**Instructions for the task:**
Write out the entries verbatim and leave the images out of the copy.

>> start Data shown

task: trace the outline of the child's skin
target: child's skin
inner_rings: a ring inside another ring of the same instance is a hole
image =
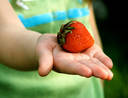
[[[95,45],[83,53],[68,53],[57,44],[56,34],[42,35],[27,30],[8,0],[0,0],[0,63],[18,70],[38,69],[40,76],[54,69],[62,73],[111,80],[113,64],[100,48],[91,5],[90,10]]]

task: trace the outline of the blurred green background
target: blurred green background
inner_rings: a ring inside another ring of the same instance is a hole
[[[114,78],[105,81],[105,98],[128,98],[127,3],[93,0],[93,5],[103,50],[114,63]]]

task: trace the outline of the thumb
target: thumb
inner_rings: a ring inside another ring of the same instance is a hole
[[[53,56],[52,50],[43,48],[39,54],[39,68],[38,72],[40,76],[46,76],[52,70]]]

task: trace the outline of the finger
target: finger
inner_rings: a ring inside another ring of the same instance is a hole
[[[97,52],[94,55],[94,58],[97,58],[98,60],[100,60],[104,65],[106,65],[110,69],[113,67],[112,60],[103,52]]]
[[[95,59],[95,58],[92,59],[92,62],[94,62],[98,66],[101,66],[104,70],[106,70],[108,72],[107,80],[111,80],[112,79],[113,73],[110,71],[110,69],[108,67],[106,67],[103,63],[101,63],[98,59]]]
[[[63,63],[63,65],[61,65],[61,68],[58,69],[60,72],[67,74],[76,74],[84,77],[92,76],[92,71],[90,68],[75,61],[66,61]]]
[[[52,51],[49,49],[43,49],[39,54],[39,75],[46,76],[53,66],[53,56]]]
[[[84,64],[85,66],[88,66],[92,70],[92,74],[95,77],[98,77],[104,80],[108,78],[108,72],[104,68],[92,62],[91,60],[86,60],[86,61],[82,60],[80,62]]]

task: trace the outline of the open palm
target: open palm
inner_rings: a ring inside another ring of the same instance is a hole
[[[58,45],[53,50],[54,69],[58,72],[78,74],[84,77],[95,76],[111,80],[112,61],[103,51],[94,45],[82,53],[69,53]]]
[[[82,53],[69,53],[57,44],[56,35],[46,34],[40,37],[36,52],[41,76],[54,69],[57,72],[84,77],[95,76],[107,80],[113,77],[110,70],[113,66],[112,61],[97,45]]]

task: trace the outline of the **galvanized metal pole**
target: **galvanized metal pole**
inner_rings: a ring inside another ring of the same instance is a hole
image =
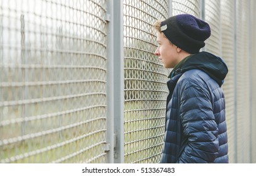
[[[205,21],[206,20],[206,14],[205,14],[205,2],[204,0],[201,0],[200,2],[200,18]],[[206,47],[203,47],[200,50],[201,52],[206,51]]]
[[[252,16],[253,15],[252,13],[252,9],[251,8],[251,6],[252,5],[252,1],[249,1],[248,3],[248,45],[249,45],[249,48],[248,48],[248,57],[249,57],[249,62],[248,62],[248,67],[249,67],[249,125],[250,125],[250,142],[249,142],[249,153],[250,153],[250,163],[252,163]]]
[[[237,57],[236,57],[236,13],[237,13],[237,8],[238,8],[238,3],[236,3],[236,0],[233,1],[234,3],[234,52],[233,52],[233,58],[234,58],[234,85],[235,85],[235,91],[234,91],[234,121],[235,121],[235,126],[234,126],[234,134],[235,134],[235,146],[234,146],[234,158],[235,158],[235,163],[237,163],[238,158],[237,158],[237,152],[238,151],[238,143],[237,143]]]
[[[172,14],[173,10],[172,10],[172,0],[169,0],[168,1],[168,16],[171,17],[173,16]]]
[[[124,74],[123,1],[113,4],[113,119],[115,147],[114,162],[124,162]]]
[[[113,1],[107,1],[107,163],[113,163]]]

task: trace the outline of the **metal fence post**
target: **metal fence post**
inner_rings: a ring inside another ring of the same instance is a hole
[[[201,0],[200,2],[200,17],[201,18],[205,21],[206,20],[206,13],[205,13],[205,2],[204,0]],[[203,47],[201,49],[201,52],[206,51],[206,47]]]
[[[173,14],[173,9],[172,9],[172,0],[168,1],[168,16],[171,17]]]
[[[238,4],[236,3],[236,0],[235,0],[234,1],[234,7],[235,7],[235,10],[234,10],[234,52],[233,52],[233,57],[234,57],[234,85],[235,85],[235,91],[234,91],[234,97],[235,97],[235,102],[234,102],[234,120],[235,120],[235,127],[234,127],[234,133],[235,133],[235,163],[237,163],[238,162],[238,158],[237,158],[237,59],[236,59],[236,13],[237,13],[237,8],[238,8]]]
[[[248,57],[249,57],[249,62],[248,62],[248,67],[249,67],[249,95],[252,95],[252,16],[253,15],[252,11],[252,8],[251,8],[251,1],[249,1],[249,3],[248,3],[248,42],[249,42],[249,48],[248,48]],[[250,99],[249,99],[249,124],[250,124],[250,144],[249,144],[249,153],[250,153],[250,163],[252,163],[252,141],[253,141],[253,138],[252,138],[252,96],[250,96]]]
[[[107,1],[107,12],[105,20],[107,28],[107,163],[113,163],[113,1]]]
[[[124,19],[122,1],[113,1],[113,119],[116,138],[114,162],[124,162]]]

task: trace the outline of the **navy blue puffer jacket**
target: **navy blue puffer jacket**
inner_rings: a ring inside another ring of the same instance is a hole
[[[184,59],[167,82],[161,163],[228,163],[224,62],[201,52]]]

>> end Data shown

**Solution to this exercise:**
task: trace the outline of the child's skin
target: child's skin
inner_rings: a ring inside another ring of the same instance is a hole
image =
[[[95,45],[83,53],[68,53],[57,44],[56,34],[42,35],[27,30],[8,0],[0,0],[0,63],[18,70],[38,69],[40,76],[54,69],[62,73],[111,80],[113,64],[100,48],[91,5],[90,10]]]

task: trace the outline of the blurred green background
target: blurred green background
inner_rings: a ring inside another ring of the same instance is a hole
[[[114,78],[105,81],[105,98],[128,98],[127,3],[93,0],[93,5],[103,50],[114,63]]]

task: trace the outline of the thumb
target: thumb
inner_rings: a ring inside another ring of the same instance is a hole
[[[53,56],[52,50],[43,48],[39,54],[39,68],[38,72],[40,76],[46,76],[52,70]]]

task: trace the outline of the finger
target: finger
inner_rings: a ring inside another ring of the same instance is a hole
[[[97,52],[94,55],[94,58],[97,58],[98,60],[100,60],[104,65],[106,65],[110,69],[113,67],[112,60],[103,52]]]
[[[95,59],[95,58],[92,59],[92,62],[94,62],[98,66],[101,66],[104,70],[106,70],[108,72],[107,80],[111,80],[112,79],[113,73],[110,71],[110,69],[108,67],[106,67],[103,63],[101,63],[98,59]]]
[[[63,63],[63,65],[61,65],[61,68],[58,69],[60,72],[67,74],[76,74],[84,77],[92,76],[92,71],[90,68],[75,61],[66,61]]]
[[[52,51],[49,49],[43,49],[39,54],[39,75],[46,76],[53,66],[53,56]]]
[[[84,64],[85,66],[88,66],[92,70],[92,74],[95,77],[98,77],[104,80],[108,78],[108,72],[104,68],[92,62],[91,60],[86,60],[86,61],[82,60],[80,62]]]

task: trace the outline of the open palm
target: open palm
inner_rings: a ring inside another ring of the same instance is a hole
[[[58,45],[53,50],[54,69],[58,72],[78,74],[84,77],[95,76],[111,80],[112,61],[103,51],[94,45],[82,53],[69,53]]]
[[[82,53],[69,53],[57,44],[56,35],[46,34],[40,37],[36,52],[41,76],[54,69],[57,72],[84,77],[95,76],[107,80],[113,77],[110,70],[113,66],[112,61],[97,45]]]

task: trace the outline of the **galvanized metal pole**
target: **galvanized metal pole**
inner_rings: a ring inside another ring of the same instance is a hole
image =
[[[205,21],[206,20],[206,14],[205,14],[205,2],[204,0],[201,0],[200,2],[200,18]],[[206,47],[203,47],[200,50],[201,52],[206,51]]]
[[[252,16],[253,15],[252,13],[252,9],[251,8],[251,6],[252,5],[252,1],[249,1],[248,3],[248,45],[249,45],[249,48],[248,48],[248,57],[249,57],[249,62],[248,62],[248,67],[249,67],[249,125],[250,125],[250,142],[249,142],[249,153],[250,153],[250,163],[252,163]]]
[[[237,57],[236,57],[236,13],[237,13],[237,8],[238,8],[238,3],[236,3],[236,0],[233,1],[234,3],[234,52],[233,52],[233,58],[234,58],[234,85],[235,85],[235,91],[234,91],[234,121],[235,121],[235,126],[234,126],[234,134],[235,134],[235,146],[234,146],[234,158],[235,158],[235,163],[237,163],[238,158],[237,158],[237,152],[238,151],[238,143],[237,143]]]
[[[172,14],[173,10],[172,10],[172,0],[169,0],[168,1],[168,16],[171,17],[173,16]]]
[[[124,74],[123,1],[113,4],[113,119],[115,147],[114,162],[124,162]]]
[[[113,1],[107,1],[107,163],[113,163]]]

task: trace the outline of the **metal fence post**
target: **metal fence post**
inner_rings: a ring inside another ring of the same instance is a hole
[[[201,0],[200,2],[200,17],[201,18],[205,21],[206,20],[206,13],[205,13],[205,2],[204,0]],[[203,47],[201,49],[201,52],[206,51],[206,47]]]
[[[173,14],[173,9],[172,9],[172,0],[168,1],[168,16],[171,17]]]
[[[238,4],[236,3],[236,0],[235,0],[234,1],[234,7],[235,7],[235,10],[234,10],[234,52],[233,52],[233,57],[234,57],[234,85],[235,85],[235,91],[234,91],[234,97],[235,97],[235,102],[234,102],[234,120],[235,120],[235,127],[234,127],[234,133],[235,133],[235,163],[237,163],[238,162],[238,158],[237,158],[237,59],[236,59],[236,13],[237,13],[237,8],[238,8]]]
[[[248,57],[249,57],[249,62],[248,62],[248,67],[249,67],[249,95],[252,95],[252,16],[253,15],[252,11],[252,8],[251,8],[251,1],[249,1],[249,3],[248,3],[248,42],[249,42],[249,48],[248,48]],[[250,99],[249,99],[249,124],[250,124],[250,144],[249,144],[249,153],[250,153],[250,163],[252,163],[252,141],[253,141],[253,138],[252,138],[252,96],[250,96]]]
[[[107,1],[107,12],[105,20],[107,28],[107,163],[113,163],[113,1]]]
[[[124,19],[122,1],[113,1],[113,119],[116,138],[114,162],[124,162]]]

task: trace the outline of the **navy blue puffer jacket**
target: **navy blue puffer jacket**
inner_rings: a ring inside another ring of the same instance is a hole
[[[184,59],[167,82],[161,163],[228,163],[224,62],[201,52]]]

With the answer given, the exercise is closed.